Records from a dataset:
-- START --

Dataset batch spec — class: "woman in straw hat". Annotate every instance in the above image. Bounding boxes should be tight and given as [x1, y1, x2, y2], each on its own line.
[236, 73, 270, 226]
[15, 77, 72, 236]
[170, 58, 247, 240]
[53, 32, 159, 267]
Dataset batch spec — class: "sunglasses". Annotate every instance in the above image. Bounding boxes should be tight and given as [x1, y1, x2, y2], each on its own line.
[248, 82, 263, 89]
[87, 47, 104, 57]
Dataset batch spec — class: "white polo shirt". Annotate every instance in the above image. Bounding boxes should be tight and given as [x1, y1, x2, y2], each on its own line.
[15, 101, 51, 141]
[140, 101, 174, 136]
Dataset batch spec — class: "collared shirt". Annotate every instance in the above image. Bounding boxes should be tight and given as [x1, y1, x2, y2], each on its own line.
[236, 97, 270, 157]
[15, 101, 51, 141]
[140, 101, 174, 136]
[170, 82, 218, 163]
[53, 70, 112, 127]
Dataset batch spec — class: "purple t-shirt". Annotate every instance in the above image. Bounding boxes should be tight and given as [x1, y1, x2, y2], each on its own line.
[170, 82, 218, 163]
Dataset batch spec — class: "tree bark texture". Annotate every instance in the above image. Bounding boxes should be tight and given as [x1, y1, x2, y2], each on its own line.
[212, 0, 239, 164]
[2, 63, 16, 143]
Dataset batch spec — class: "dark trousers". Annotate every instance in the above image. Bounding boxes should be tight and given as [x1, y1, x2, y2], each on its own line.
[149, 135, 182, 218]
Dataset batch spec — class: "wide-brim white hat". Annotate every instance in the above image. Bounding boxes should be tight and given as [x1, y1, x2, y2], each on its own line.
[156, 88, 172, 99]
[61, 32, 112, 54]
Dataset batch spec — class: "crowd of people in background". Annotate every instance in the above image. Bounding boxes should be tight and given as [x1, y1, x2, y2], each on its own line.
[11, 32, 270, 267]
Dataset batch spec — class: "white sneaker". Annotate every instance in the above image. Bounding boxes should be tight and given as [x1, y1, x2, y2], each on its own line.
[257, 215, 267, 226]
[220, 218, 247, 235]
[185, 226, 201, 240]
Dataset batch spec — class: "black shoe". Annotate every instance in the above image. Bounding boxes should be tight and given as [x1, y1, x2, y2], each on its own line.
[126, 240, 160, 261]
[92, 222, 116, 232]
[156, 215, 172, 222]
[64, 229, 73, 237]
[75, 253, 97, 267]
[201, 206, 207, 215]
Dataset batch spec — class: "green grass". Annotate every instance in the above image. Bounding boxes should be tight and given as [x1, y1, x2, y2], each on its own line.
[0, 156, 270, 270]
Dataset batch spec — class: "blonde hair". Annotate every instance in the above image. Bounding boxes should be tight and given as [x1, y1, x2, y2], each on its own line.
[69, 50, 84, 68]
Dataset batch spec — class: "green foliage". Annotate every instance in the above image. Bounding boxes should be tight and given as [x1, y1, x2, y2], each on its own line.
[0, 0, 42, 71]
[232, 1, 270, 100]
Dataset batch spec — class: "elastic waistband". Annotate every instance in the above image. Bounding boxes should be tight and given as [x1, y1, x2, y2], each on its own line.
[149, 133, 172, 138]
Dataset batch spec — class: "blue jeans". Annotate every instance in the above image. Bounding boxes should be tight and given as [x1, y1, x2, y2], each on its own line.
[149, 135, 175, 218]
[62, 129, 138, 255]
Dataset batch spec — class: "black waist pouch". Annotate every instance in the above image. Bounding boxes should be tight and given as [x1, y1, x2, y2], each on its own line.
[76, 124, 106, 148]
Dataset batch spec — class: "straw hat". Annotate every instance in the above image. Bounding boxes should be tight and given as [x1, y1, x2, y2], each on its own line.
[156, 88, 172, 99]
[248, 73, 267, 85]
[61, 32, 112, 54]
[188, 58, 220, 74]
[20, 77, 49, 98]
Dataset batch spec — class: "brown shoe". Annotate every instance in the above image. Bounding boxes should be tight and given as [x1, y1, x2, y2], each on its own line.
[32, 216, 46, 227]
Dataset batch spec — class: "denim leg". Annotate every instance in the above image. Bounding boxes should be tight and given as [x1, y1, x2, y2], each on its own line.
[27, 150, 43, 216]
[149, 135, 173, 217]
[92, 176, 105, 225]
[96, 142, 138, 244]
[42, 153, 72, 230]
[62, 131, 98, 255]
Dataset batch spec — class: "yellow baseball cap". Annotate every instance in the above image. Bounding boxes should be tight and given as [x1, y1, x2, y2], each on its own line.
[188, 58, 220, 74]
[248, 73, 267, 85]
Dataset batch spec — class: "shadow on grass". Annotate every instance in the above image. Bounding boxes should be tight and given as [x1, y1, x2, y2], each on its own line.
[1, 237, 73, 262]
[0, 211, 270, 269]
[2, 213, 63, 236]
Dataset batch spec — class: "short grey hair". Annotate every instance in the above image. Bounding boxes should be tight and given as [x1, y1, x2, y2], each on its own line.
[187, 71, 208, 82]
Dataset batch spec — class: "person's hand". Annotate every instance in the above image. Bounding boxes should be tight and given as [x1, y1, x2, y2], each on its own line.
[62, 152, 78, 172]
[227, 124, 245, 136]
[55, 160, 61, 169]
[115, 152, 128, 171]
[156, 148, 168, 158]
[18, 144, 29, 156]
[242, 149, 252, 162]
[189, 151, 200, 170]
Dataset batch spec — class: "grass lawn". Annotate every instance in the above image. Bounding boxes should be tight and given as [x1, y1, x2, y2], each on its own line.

-- END --

Put every line of the listing above into a Markdown table with two columns, Row and Line. Number each row and skip any blank lines.

» **Solved problem**:
| Row | Line |
|---|---|
| 1 | Dataset batch spec — class: "woman in straw hat". Annotate every instance in the above image. Bounding boxes should be tight and given as [x1, y1, x2, y2], each on its own line. |
| 2 | [236, 73, 270, 226] |
| 3 | [15, 77, 72, 236] |
| 4 | [170, 58, 247, 240] |
| 5 | [53, 32, 159, 267] |
| 6 | Dataset batch spec — class: "sunglasses". Annotate every instance in the above image. Bounding boxes should be tight and given as [x1, y1, x2, y2], each on its own line. |
| 7 | [248, 82, 263, 89] |
| 8 | [87, 47, 104, 57] |
| 9 | Dataset batch spec — class: "white polo shirt". Annotate every instance in the above image. Bounding boxes should be tight and given as [x1, y1, x2, y2], each on its own line. |
| 10 | [15, 101, 51, 141] |
| 11 | [140, 101, 174, 136] |
| 12 | Dataset batch spec — class: "collared shirt". Annotate every instance in the above image. Bounding boxes should be tight and given as [x1, y1, x2, y2], each on its own line. |
| 13 | [236, 97, 270, 157] |
| 14 | [15, 101, 51, 141] |
| 15 | [140, 101, 174, 136] |
| 16 | [170, 82, 218, 163] |
| 17 | [53, 70, 112, 127] |
| 18 | Dataset batch spec — class: "purple t-shirt". Annotate every instance in the above image. Bounding boxes should be tight and given as [x1, y1, x2, y2], each on its own line. |
| 19 | [170, 82, 218, 163] |
| 20 | Dataset batch spec — class: "tree bark texture". Annotate every instance in the above image. Bounding boxes should be tight and given as [x1, y1, x2, y2], each on its own line. |
| 21 | [212, 0, 239, 164] |
| 22 | [2, 63, 16, 143] |
| 23 | Dataset batch spec — class: "dark trousers". Annotate every instance in the above image. Bounding boxes should be tight and given as [x1, y1, x2, y2], each on its own line. |
| 24 | [149, 135, 182, 218] |
| 25 | Dataset batch spec — class: "wide-brim white hat". Annotate every instance in the above image. Bounding boxes should be tight and given as [x1, y1, x2, y2], each on its own line. |
| 26 | [156, 88, 172, 99] |
| 27 | [61, 32, 112, 54] |
| 28 | Dataset batch spec — class: "crowd of people in background". Annotate every instance in the above image. Bounding boxes should be tight and given as [x1, y1, x2, y2], each on its own line. |
| 29 | [11, 32, 270, 267] |
| 30 | Dataset batch spec — class: "white sneaker". Annotate every instance in the above image. Bounding boxes should be tight and given as [x1, y1, x2, y2], each on its own line. |
| 31 | [257, 215, 267, 226] |
| 32 | [220, 218, 247, 235] |
| 33 | [185, 226, 201, 240] |
| 34 | Dataset batch spec — class: "black shoe". Annotate every instance in the above image. Bounding boxes should be tight and given as [x1, y1, x2, y2], each on its own line. |
| 35 | [126, 240, 160, 261] |
| 36 | [92, 222, 116, 232] |
| 37 | [156, 215, 172, 222] |
| 38 | [64, 229, 73, 237] |
| 39 | [75, 253, 97, 267] |
| 40 | [201, 206, 207, 215] |
| 41 | Dataset batch spec — class: "green grass". Annotate every instance in the above image. Bounding boxes should be tight and given as [x1, y1, x2, y2], each on its own line. |
| 42 | [0, 156, 270, 270] |
| 43 | Dataset batch spec — class: "blonde hair". Annotate every instance in the above image. Bounding boxes should be tight and given as [x1, y1, x2, y2], each on its own line. |
| 44 | [69, 50, 84, 68] |
| 45 | Dataset batch spec — class: "green foliage". Annotate every instance in the above image. Bounding boxes should be tight and given as [x1, y1, x2, y2], each on its own line. |
| 46 | [0, 0, 42, 71] |
| 47 | [232, 1, 270, 100] |
| 48 | Dataset batch spec — class: "elastic waistband". Annotate every instance in the above image. Bounding boxes should be tight and given as [x1, y1, x2, y2], each on its own line. |
| 49 | [149, 133, 172, 138] |
| 50 | Dataset batch spec — class: "blue jeans". Annotate every instance in the above image. Bounding boxes should be tight and given as [x1, y1, x2, y2], each on its own line. |
| 51 | [149, 135, 175, 218] |
| 52 | [62, 129, 138, 255] |
| 53 | Dataset batch spec — class: "black waist pouch". Annotate every instance in the above image. Bounding boxes should be tight and given as [x1, y1, x2, y2], each on its own line. |
| 54 | [76, 124, 106, 148] |
| 55 | Dataset batch spec — class: "straw hat". Annotate every instance in the above image. Bounding boxes should be tight and given as [x1, y1, x2, y2], each on its own line. |
| 56 | [156, 88, 172, 99] |
| 57 | [248, 73, 267, 85] |
| 58 | [61, 32, 112, 54] |
| 59 | [188, 58, 220, 74] |
| 60 | [20, 77, 49, 98] |
| 61 | Dataset batch spec — class: "brown shoe". Annotate every instance in the above image. Bounding boxes should be tight and given as [x1, y1, x2, y2], each on its own line. |
| 62 | [32, 216, 46, 227] |
| 63 | Dataset batch spec — class: "denim leg". Annotate every instance in the above image. Bounding boxes should be tight and given as [x1, y1, x2, y2], each on its own line. |
| 64 | [27, 150, 43, 216] |
| 65 | [149, 135, 173, 217] |
| 66 | [92, 176, 105, 225] |
| 67 | [96, 142, 138, 244] |
| 68 | [42, 153, 72, 230] |
| 69 | [62, 131, 98, 255] |
| 70 | Dataset batch spec — class: "yellow baseball cap". Annotate every instance in the above image. Bounding boxes should be tight and given as [x1, y1, x2, y2], each on its own line. |
| 71 | [188, 58, 220, 74] |
| 72 | [248, 73, 267, 85] |
| 73 | Dataset batch spec — class: "shadow on grass". Annotate every instance in the above image. Bounding boxes should be tight and given as [x1, y1, x2, y2], each on its own line. |
| 74 | [1, 237, 73, 262] |
| 75 | [0, 211, 270, 269] |
| 76 | [2, 213, 63, 236] |
| 77 | Dataset batch spec — class: "short grey hair". Annotate every instance in the above image. Bounding boxes should be tight and given as [x1, y1, x2, y2], each on its own line. |
| 78 | [187, 71, 208, 82] |
| 79 | Dataset batch spec — class: "person's hand". Annotate every instance in the above image. Bounding boxes should be tight and given as [x1, y1, x2, y2], each on its own line. |
| 80 | [62, 152, 78, 172] |
| 81 | [227, 124, 245, 136] |
| 82 | [55, 160, 61, 169] |
| 83 | [115, 152, 128, 171] |
| 84 | [156, 148, 168, 158] |
| 85 | [18, 144, 29, 156] |
| 86 | [242, 149, 252, 162] |
| 87 | [189, 151, 200, 170] |
| 88 | Dataset batch spec — class: "grass lawn". Annotate every instance in the above image. Bounding boxes should be tight and given as [x1, y1, x2, y2], each on its own line. |